(Data records)
+---+
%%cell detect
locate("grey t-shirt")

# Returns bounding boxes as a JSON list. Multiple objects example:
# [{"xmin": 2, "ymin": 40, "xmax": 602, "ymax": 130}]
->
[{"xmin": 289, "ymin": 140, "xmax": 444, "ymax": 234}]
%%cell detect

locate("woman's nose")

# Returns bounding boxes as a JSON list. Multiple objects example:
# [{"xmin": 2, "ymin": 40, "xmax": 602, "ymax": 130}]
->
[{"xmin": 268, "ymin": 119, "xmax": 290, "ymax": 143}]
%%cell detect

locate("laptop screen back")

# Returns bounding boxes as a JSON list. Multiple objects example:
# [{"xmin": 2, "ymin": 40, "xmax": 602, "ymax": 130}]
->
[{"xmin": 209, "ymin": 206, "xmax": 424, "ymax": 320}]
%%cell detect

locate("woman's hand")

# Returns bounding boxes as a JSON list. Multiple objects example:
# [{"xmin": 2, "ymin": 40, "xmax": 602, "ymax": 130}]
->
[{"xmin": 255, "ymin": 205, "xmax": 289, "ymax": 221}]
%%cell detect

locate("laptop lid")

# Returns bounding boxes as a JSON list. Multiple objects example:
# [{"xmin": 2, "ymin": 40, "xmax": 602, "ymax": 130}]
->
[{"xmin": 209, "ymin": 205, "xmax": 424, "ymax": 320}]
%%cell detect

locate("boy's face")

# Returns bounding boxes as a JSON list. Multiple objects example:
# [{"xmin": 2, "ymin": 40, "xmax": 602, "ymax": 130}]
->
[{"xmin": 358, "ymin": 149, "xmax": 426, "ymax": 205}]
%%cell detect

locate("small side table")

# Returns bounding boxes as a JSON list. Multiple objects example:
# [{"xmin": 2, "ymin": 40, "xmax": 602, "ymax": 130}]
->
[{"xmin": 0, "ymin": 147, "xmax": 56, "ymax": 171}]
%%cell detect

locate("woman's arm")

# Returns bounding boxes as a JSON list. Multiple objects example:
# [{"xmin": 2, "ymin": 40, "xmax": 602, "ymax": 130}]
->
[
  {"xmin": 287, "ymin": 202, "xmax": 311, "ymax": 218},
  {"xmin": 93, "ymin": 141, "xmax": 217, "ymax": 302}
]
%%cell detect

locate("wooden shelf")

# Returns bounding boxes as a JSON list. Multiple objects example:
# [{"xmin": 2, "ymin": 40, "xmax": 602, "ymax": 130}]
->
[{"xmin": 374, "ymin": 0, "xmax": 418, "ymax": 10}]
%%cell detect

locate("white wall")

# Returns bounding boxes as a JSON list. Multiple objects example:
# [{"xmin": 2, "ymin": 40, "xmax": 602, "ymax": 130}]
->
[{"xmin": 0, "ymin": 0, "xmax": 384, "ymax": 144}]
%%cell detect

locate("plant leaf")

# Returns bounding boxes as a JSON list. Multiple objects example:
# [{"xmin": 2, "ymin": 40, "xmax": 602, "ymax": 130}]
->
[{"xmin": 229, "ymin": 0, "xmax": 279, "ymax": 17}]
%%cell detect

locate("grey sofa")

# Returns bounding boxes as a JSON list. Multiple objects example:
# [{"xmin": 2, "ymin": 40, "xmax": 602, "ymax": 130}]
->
+---+
AIM: Reproduce every line of the data verbatim.

EXPECTED ANSWER:
%%cell detect
locate("grey t-shirt")

# Returns bounding boxes as a JSON list. Multiple objects example:
# [{"xmin": 2, "ymin": 40, "xmax": 602, "ymax": 130}]
->
[{"xmin": 289, "ymin": 140, "xmax": 444, "ymax": 234}]
%%cell detect

locate("woman's nose")

# Returns bounding boxes as a JSON list. Multiple objects example:
# [{"xmin": 2, "ymin": 40, "xmax": 602, "ymax": 130}]
->
[{"xmin": 268, "ymin": 119, "xmax": 290, "ymax": 143}]
%%cell detect

locate("laptop screen back")

# Returns bounding boxes as a JSON list. Multiple objects example:
# [{"xmin": 2, "ymin": 40, "xmax": 602, "ymax": 130}]
->
[{"xmin": 209, "ymin": 206, "xmax": 424, "ymax": 320}]
%%cell detect

locate("woman's hand")

# Returns bounding boxes as a JSON list. Multiple objects example:
# [{"xmin": 2, "ymin": 40, "xmax": 602, "ymax": 130}]
->
[{"xmin": 255, "ymin": 205, "xmax": 289, "ymax": 221}]
%%cell detect

locate("laptop lid")

# Returns bounding boxes as a JSON list. Multiple objects example:
# [{"xmin": 2, "ymin": 40, "xmax": 602, "ymax": 130}]
->
[{"xmin": 209, "ymin": 205, "xmax": 424, "ymax": 320}]
%%cell detect

locate("boy's face")

# Returns bounding boxes as a JSON list. Multiple objects example:
# [{"xmin": 2, "ymin": 40, "xmax": 602, "ymax": 130}]
->
[{"xmin": 358, "ymin": 149, "xmax": 426, "ymax": 205}]
%%cell detect

locate("small side table")

# Returns bounding boxes as a JSON list. Multiple objects example:
# [{"xmin": 2, "ymin": 40, "xmax": 602, "ymax": 130}]
->
[{"xmin": 0, "ymin": 147, "xmax": 56, "ymax": 171}]
%%cell detect

locate("woman's arm")

# Returns bounding boxes as a JSON list. Multiple objects example:
# [{"xmin": 2, "ymin": 40, "xmax": 602, "ymax": 130}]
->
[
  {"xmin": 287, "ymin": 202, "xmax": 311, "ymax": 218},
  {"xmin": 93, "ymin": 141, "xmax": 217, "ymax": 302}
]
%%cell detect

locate("wooden shelf")

# Returns bounding boxes as a JSON list. Multiple objects example:
# [{"xmin": 2, "ymin": 40, "xmax": 602, "ymax": 130}]
->
[{"xmin": 374, "ymin": 0, "xmax": 418, "ymax": 10}]
%%cell detect

locate("white wall")

# Returns bounding boxes as a JSON list. Multiple objects example:
# [{"xmin": 2, "ymin": 40, "xmax": 602, "ymax": 130}]
->
[{"xmin": 0, "ymin": 0, "xmax": 384, "ymax": 144}]
%%cell detect

locate("plant leaf")

# Returns bounding boxes as a JSON list. Multiple objects example:
# [{"xmin": 2, "ymin": 40, "xmax": 602, "ymax": 130}]
->
[{"xmin": 229, "ymin": 0, "xmax": 279, "ymax": 17}]
%%cell detect

locate("grey sofa")

# Returns bounding boxes as a JSON list. Multiple objects example:
# [{"xmin": 2, "ymin": 40, "xmax": 602, "ymax": 130}]
->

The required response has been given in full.